Une partie de la communauté scientifique a remis en question la fiabilité des conclusions de l’étude sur la chloroquine publiée le 22 mai dans The Lancet. Cette vaste étude met en évidence un effet neutre, voire néfaste, de la chloroquine chez les malades du Covid-19 hospitalisés. La méthodologie employée ne repondrait pas aux normes en la matière.
Un taux de mortalité 34% à 45% plus élevé ?
Une étude multicentrique, publiée le 22 mai dans la revue britannique The Lancet a conclu à un effet neutre, voire néfaste, de la chloroquine chez les malades du Covid-19 hospitalisés. Elle portait sur plus de 96 000 patients, répartis dans 671 hôpitaux à travers le monde, avec un âge moyen de 53 ans. Sur cet ensemble de malades, près de 15 000 ont reçu un traitement : de la chloroquine seule, de la chloroquine associée à un antibiotique macrolide, de l’hydroxychloroquine (Plaquenil) et de l’hydroxychloroquine combinée avec un antibiotique. Les 81 000 patients restants constituaient le groupe contrôle.
Les chercheurs ont constaté que le taux de mortalité dans « les groupes médicaments » s’avère 34% à 45% plus élevé que dans le groupe témoin. Aussi, le risque d’arythmie serait cinq fois plus élevé avec la prise de ces médicaments.
« Des inquiétudes liées à la méthodologie et à l’intégrité des données »
Peu après sa publication, le professeur Didier Raoult a jugé cette étude « foireuse ». Et cette fois, même des infectiologues sceptiques sur l’intérêt de la molécule contre le Covid-19 ont exprimé des doutes. Dans une lettre ouverte publiée le 28 mai, environ 120 médecins et scientifiques du monde entier soulignent que l’étude du Lancet soulève « à la fois des inquiétudes liées à la méthodologie et à l’intégrité des données ». Ils dressent une longue liste des points problématiques, de l’incohérence dans les doses administrées dans certains pays, des questions éthiques sur la collecte des informations sur les patients, et pointe du doigt le refus des auteurs de donner accès aux données brutes.

(TÂCHE À RÉALISER 1): D'après l'article sur l'étude de la chloroquine, à quelle date environ 120 médecins et scientifiques ont-ils publié leur lettre ouverte ?
(TÂCHE À RÉALISER 2): Reproduisez le passage de l'article sur l'étude de la chloroquine qui commence par « Un taux de mortalité » et se termine par « de ces médicaments. ».
(TÂCHE À RÉALISER 3): Donnez la suite de l'article sur l'étude de la chloroquine parue dans The Lancet.

(DONNÉES FOURNIES):
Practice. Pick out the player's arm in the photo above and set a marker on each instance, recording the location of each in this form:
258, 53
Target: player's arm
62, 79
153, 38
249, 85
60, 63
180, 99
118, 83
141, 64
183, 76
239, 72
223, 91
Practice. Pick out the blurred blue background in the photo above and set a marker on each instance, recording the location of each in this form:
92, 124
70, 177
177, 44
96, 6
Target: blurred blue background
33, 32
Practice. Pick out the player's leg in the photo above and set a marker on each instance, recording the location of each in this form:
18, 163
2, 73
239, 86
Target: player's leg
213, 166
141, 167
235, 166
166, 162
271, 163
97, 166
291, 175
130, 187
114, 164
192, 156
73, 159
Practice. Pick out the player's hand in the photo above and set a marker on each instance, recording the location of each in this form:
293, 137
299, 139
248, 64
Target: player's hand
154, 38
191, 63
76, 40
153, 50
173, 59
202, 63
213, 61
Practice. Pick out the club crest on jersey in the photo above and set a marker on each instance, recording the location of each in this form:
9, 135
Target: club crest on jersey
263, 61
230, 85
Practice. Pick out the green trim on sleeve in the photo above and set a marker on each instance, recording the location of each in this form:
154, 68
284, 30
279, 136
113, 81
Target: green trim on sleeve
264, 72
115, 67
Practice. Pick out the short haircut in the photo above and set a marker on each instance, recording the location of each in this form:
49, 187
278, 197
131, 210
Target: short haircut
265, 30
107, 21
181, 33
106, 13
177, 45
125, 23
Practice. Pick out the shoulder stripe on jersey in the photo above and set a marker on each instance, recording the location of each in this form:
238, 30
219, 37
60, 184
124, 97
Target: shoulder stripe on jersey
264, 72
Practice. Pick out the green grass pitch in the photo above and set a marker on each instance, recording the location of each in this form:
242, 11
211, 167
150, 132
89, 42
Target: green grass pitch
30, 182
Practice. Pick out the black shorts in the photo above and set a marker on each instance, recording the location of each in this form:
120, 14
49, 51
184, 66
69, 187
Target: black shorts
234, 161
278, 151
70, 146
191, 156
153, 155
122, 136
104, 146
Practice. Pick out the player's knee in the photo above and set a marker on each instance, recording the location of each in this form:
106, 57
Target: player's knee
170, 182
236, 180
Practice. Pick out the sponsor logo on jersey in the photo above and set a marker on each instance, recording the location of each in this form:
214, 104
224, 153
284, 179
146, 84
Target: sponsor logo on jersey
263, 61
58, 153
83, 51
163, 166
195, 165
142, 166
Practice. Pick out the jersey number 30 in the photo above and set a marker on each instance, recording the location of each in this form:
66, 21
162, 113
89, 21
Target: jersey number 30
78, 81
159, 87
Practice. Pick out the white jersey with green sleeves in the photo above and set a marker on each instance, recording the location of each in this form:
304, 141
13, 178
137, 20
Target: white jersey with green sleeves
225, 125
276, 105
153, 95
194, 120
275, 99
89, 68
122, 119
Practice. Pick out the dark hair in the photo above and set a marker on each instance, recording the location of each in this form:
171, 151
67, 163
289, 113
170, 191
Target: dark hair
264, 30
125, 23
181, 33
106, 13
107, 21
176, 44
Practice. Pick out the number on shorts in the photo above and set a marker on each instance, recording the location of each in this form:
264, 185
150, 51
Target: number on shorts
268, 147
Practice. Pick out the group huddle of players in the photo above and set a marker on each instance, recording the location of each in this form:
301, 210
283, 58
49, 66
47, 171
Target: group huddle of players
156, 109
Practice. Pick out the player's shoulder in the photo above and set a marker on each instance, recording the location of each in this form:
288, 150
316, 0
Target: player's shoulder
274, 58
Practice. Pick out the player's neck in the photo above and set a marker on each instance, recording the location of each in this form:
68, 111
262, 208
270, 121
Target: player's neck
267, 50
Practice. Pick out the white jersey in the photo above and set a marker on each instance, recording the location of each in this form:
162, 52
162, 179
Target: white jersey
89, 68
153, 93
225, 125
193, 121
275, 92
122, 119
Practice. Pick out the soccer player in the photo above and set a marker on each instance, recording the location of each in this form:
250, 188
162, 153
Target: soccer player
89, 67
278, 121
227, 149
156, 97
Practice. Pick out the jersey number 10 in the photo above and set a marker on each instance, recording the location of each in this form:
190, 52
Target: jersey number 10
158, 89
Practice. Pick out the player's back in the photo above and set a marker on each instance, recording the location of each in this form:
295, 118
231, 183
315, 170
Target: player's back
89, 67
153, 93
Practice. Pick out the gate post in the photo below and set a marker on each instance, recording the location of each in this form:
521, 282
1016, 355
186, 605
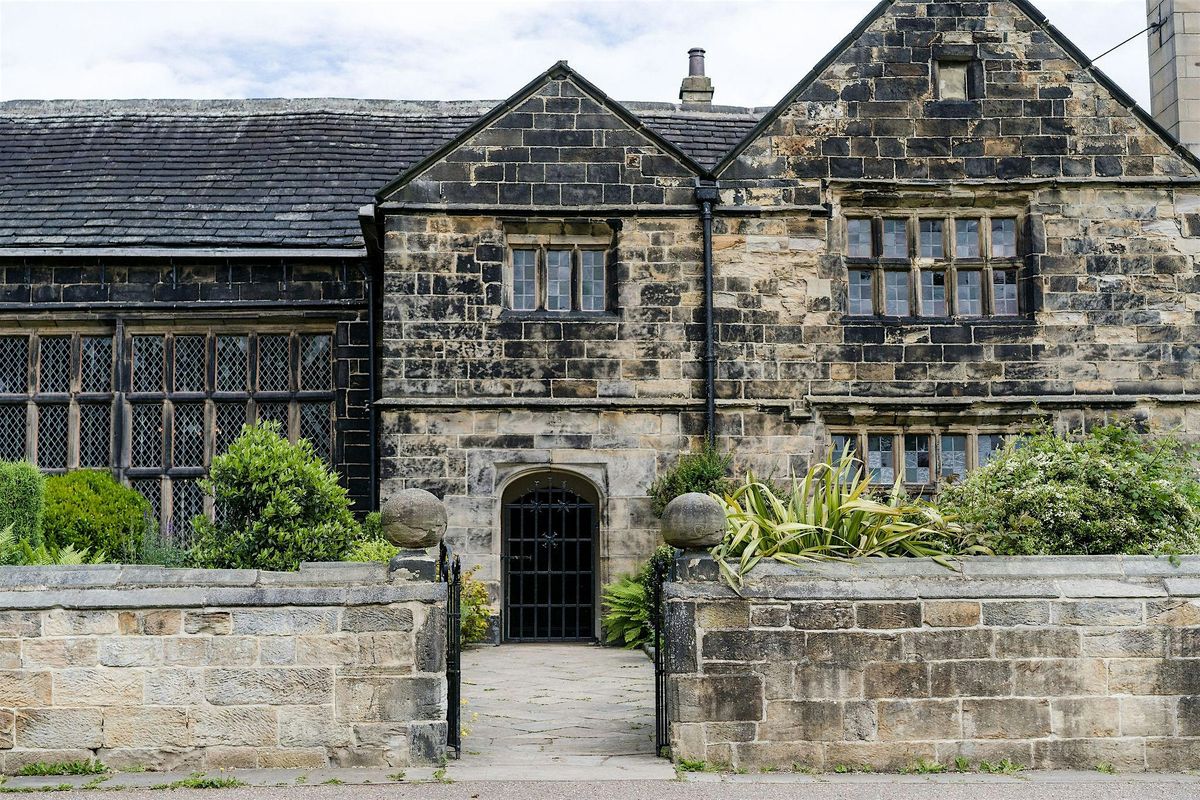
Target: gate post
415, 521
691, 523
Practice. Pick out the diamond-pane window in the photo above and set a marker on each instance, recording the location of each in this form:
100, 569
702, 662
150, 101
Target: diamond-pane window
94, 435
187, 501
190, 364
13, 365
274, 364
274, 413
231, 416
54, 365
12, 432
316, 362
315, 426
148, 364
52, 437
232, 362
96, 364
145, 434
189, 445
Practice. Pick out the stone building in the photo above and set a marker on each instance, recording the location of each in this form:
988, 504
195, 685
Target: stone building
953, 226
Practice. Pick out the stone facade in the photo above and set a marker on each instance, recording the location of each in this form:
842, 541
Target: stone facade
1054, 663
173, 669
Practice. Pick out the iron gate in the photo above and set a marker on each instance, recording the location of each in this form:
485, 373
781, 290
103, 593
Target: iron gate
550, 535
450, 572
660, 570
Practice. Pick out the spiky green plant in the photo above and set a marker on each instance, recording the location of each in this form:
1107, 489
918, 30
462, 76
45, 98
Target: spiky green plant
831, 516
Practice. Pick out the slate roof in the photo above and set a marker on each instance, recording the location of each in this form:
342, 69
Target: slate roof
240, 173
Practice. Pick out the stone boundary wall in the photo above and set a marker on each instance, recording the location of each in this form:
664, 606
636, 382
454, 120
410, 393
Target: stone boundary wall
337, 665
1051, 662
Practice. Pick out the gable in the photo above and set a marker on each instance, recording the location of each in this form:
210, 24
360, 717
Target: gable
559, 142
870, 110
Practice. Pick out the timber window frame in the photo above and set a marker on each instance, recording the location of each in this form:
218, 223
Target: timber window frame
924, 457
558, 275
934, 265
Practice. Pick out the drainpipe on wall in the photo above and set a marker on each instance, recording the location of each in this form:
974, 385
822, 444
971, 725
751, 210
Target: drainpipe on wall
707, 194
370, 222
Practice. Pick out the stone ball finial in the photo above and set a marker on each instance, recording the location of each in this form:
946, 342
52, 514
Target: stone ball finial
694, 521
413, 519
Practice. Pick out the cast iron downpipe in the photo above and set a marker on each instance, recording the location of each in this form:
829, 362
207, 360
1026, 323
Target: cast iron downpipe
708, 196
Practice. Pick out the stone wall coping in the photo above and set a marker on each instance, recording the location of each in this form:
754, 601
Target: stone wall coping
114, 585
977, 577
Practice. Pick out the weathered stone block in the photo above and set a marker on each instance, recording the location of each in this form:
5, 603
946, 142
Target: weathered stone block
231, 727
59, 728
269, 686
887, 615
147, 727
951, 613
802, 721
1006, 719
895, 679
918, 720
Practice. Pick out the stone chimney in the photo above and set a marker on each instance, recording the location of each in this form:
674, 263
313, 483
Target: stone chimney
1175, 67
696, 90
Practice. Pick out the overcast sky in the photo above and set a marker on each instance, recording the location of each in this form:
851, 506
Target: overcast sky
441, 49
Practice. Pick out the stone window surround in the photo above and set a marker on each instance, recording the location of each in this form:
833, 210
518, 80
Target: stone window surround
987, 265
575, 245
972, 433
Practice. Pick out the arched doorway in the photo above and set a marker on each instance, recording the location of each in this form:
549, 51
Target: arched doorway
551, 525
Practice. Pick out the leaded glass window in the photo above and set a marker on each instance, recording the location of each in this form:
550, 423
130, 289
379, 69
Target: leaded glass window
96, 364
13, 365
592, 280
147, 368
95, 435
52, 435
274, 362
316, 362
12, 432
54, 365
191, 362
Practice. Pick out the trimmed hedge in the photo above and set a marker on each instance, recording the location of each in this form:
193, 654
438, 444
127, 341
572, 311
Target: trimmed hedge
22, 500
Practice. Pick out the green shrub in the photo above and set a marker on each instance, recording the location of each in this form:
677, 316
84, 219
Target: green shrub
277, 505
1113, 491
22, 500
828, 515
629, 602
706, 471
89, 510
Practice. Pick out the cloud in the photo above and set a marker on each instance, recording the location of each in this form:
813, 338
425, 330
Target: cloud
757, 49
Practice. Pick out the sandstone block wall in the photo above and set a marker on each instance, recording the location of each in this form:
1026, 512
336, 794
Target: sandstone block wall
204, 669
1054, 663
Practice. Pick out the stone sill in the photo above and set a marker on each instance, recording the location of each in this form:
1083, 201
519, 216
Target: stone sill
1056, 577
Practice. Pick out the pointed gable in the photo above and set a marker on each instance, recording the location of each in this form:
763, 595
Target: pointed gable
871, 110
558, 142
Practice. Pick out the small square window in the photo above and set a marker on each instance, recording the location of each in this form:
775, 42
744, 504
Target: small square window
1003, 238
970, 298
880, 461
592, 281
895, 293
861, 295
966, 239
931, 239
952, 80
895, 239
1003, 292
525, 280
954, 457
858, 234
916, 458
933, 293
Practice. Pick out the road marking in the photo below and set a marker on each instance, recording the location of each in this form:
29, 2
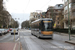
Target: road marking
14, 46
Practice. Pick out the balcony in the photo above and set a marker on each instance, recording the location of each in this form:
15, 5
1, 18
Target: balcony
73, 7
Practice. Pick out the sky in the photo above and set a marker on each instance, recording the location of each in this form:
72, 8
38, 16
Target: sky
22, 8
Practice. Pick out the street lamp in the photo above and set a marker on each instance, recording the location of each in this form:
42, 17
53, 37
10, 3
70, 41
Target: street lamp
69, 31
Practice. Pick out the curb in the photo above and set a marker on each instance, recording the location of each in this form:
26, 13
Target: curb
69, 42
64, 34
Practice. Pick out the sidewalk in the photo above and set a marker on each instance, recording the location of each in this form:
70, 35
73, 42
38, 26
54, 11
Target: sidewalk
65, 34
10, 46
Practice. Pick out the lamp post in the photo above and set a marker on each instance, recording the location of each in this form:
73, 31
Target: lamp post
69, 31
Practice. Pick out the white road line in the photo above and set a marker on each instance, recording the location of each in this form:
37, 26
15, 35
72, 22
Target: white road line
14, 46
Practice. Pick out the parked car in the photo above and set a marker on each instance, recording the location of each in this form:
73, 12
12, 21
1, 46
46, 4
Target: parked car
14, 30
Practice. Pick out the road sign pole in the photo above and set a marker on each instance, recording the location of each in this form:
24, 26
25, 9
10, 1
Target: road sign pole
69, 21
14, 34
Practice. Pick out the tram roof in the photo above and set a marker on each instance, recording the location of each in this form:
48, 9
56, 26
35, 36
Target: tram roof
42, 19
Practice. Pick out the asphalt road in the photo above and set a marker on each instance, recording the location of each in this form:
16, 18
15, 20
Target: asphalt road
30, 42
9, 38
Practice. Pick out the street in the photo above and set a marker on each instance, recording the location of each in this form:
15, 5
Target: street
8, 38
30, 42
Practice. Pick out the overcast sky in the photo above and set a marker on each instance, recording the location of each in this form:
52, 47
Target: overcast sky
22, 8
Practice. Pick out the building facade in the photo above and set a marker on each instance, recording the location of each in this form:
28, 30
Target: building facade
56, 13
58, 9
71, 13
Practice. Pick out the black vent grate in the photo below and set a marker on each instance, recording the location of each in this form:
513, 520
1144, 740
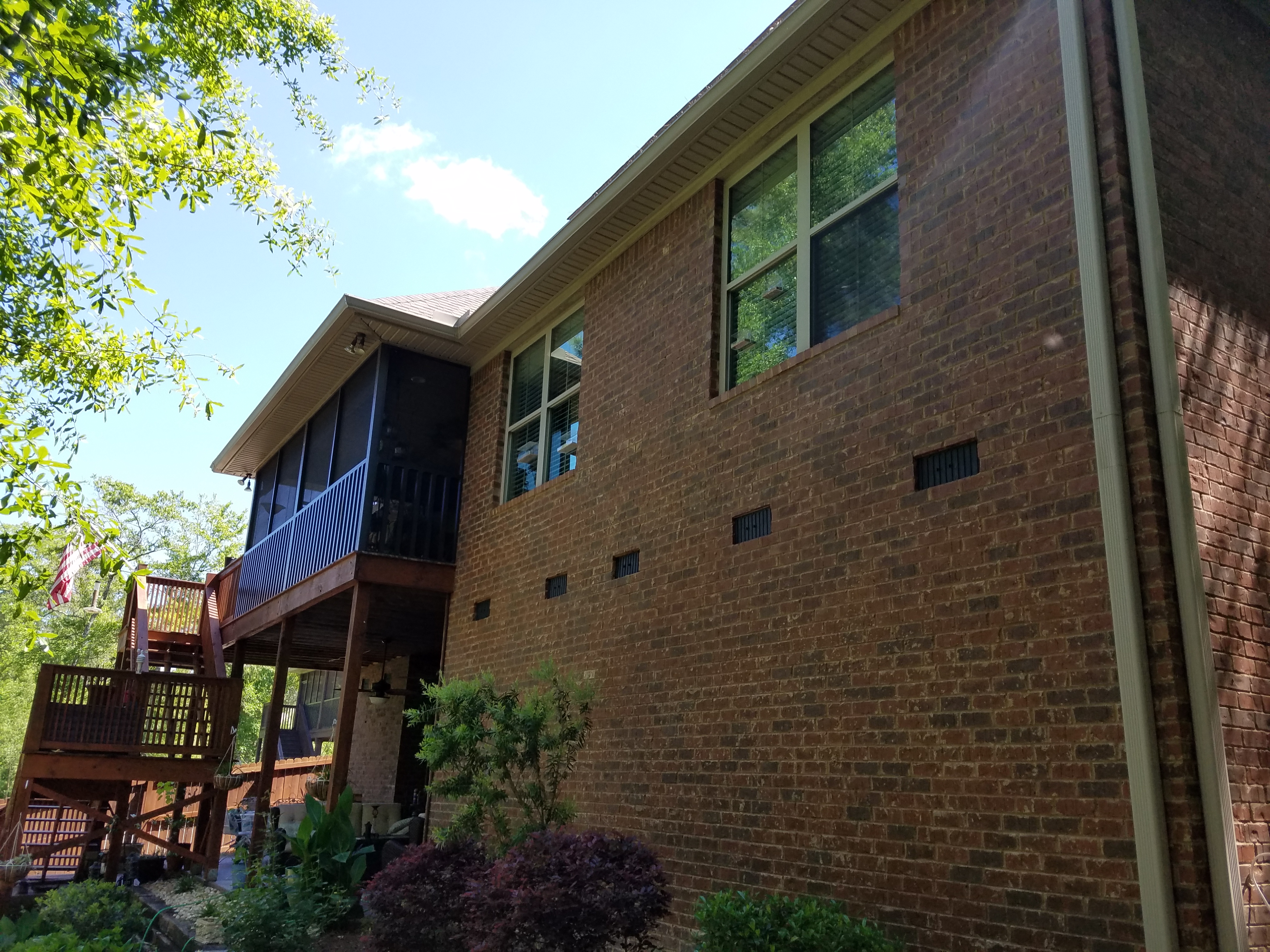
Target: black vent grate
625, 565
947, 465
752, 526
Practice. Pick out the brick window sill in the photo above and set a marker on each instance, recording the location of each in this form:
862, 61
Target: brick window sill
811, 353
538, 492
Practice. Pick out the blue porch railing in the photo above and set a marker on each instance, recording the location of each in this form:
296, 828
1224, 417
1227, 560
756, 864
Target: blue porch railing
323, 532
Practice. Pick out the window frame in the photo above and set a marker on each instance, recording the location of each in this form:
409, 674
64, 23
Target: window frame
807, 229
544, 409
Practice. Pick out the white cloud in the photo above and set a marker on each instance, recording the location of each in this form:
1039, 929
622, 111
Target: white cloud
477, 193
360, 143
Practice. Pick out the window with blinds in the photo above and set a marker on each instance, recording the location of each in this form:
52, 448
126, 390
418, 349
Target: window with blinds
543, 413
813, 234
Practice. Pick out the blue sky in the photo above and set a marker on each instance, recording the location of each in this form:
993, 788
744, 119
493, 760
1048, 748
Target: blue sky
512, 115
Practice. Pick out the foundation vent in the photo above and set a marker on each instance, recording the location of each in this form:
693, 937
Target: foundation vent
625, 565
947, 465
755, 525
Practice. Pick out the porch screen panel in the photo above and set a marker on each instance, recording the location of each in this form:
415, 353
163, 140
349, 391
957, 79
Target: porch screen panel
289, 480
358, 400
322, 439
261, 511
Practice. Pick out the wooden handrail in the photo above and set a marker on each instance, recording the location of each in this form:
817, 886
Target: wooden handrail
131, 712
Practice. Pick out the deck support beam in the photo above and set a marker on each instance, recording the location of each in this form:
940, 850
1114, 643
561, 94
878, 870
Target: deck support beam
347, 718
270, 745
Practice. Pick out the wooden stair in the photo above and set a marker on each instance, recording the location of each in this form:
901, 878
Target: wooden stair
164, 714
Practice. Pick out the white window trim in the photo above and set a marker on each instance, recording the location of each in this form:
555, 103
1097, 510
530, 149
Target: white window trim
543, 413
802, 244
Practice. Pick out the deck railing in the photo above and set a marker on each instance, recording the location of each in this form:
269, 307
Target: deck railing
323, 532
415, 514
176, 606
129, 712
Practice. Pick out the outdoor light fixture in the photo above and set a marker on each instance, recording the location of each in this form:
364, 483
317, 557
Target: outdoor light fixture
380, 688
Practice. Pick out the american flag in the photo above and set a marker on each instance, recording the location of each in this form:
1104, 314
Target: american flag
75, 557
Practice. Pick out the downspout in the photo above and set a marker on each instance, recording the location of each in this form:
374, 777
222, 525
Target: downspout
1233, 931
1146, 798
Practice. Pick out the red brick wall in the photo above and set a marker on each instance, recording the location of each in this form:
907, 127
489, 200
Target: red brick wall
1208, 86
902, 700
378, 738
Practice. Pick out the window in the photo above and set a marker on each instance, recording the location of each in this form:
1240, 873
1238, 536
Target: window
543, 416
625, 565
813, 235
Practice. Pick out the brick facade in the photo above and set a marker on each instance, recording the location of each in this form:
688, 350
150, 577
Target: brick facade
373, 767
902, 700
908, 700
1208, 83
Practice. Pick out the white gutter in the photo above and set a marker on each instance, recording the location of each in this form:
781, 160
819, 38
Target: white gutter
1233, 931
1146, 796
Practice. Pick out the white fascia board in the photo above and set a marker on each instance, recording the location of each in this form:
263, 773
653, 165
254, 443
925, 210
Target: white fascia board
718, 99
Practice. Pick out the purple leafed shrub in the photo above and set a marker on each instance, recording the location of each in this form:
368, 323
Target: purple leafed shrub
569, 893
417, 902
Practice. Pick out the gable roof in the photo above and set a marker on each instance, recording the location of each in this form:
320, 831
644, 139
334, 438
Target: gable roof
788, 64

(ZONE DE RÉPONSE 1): Le 28 mai.

(ZONE DE RÉPONSE 2):
Un taux de mortalité 34% à 45% plus élevé ?
Une étude multicentrique, publiée le 22 mai dans la revue britannique The Lancet a conclu à un effet neutre, voire néfaste, de la chloroquine chez les malades du Covid-19 hospitalisés. Elle portait sur plus de 96 000 patients, répartis dans 671 hôpitaux à travers le monde, avec un âge moyen de 53 ans. Sur cet ensemble de malades, près de 15 000 ont reçu un traitement : de la chloroquine seule, de la chloroquine associée à un antibiotique macrolide, de l’hydroxychloroquine (Plaquenil) et de l’hydroxychloroquine combinée avec un antibiotique. Les 81 000 patients restants constituaient le groupe contrôle.
Les chercheurs ont constaté que le taux de mortalité dans « les groupes médicaments » s’avère 34% à 45% plus élevé que dans le groupe témoin. Aussi, le risque d’arythmie serait cinq fois plus élevé avec la prise de ces médicaments.

(ZONE DE RÉPONSE 3):
Les auteurs de l’étude se défendent
Le Dr Mandeep Mehra, qui a piloté l’étude parue dans The Lancet, a assuré vendredi à l’AFP qu’une « analyse académique indépendante des données » était lancée. Mais « les résultats, conclusions et interprétations de l’étude restent inchangés », a défendu le professeur de cardiologie à Harvard. Le Dr Sapan Desai, coauteur de cette étude et fondateur de Surgisphere (société spécialisée dans les données médicales) a justifié à propos de la fiabilité des données : « Ces données sont issues de la base de données de Surgisphere, qui est alimentée par les utilisateurs de notre logiciel de ‘machine learning’ QuartzClinical. Surgisphere est une interphase collaborative qui donne accès aux chercheurs à une base de données en temps réel avec l’information anonymisée de plus de 240 millions de visites médicales dans plus de 1 200 institutions de santé, dans 45 pays ».
Pour l’instant, les auteurs de l’étude n’ont rectifié qu’un mauvais classement de patients australiens, mais n’ont pas encore répondu aux autres questions.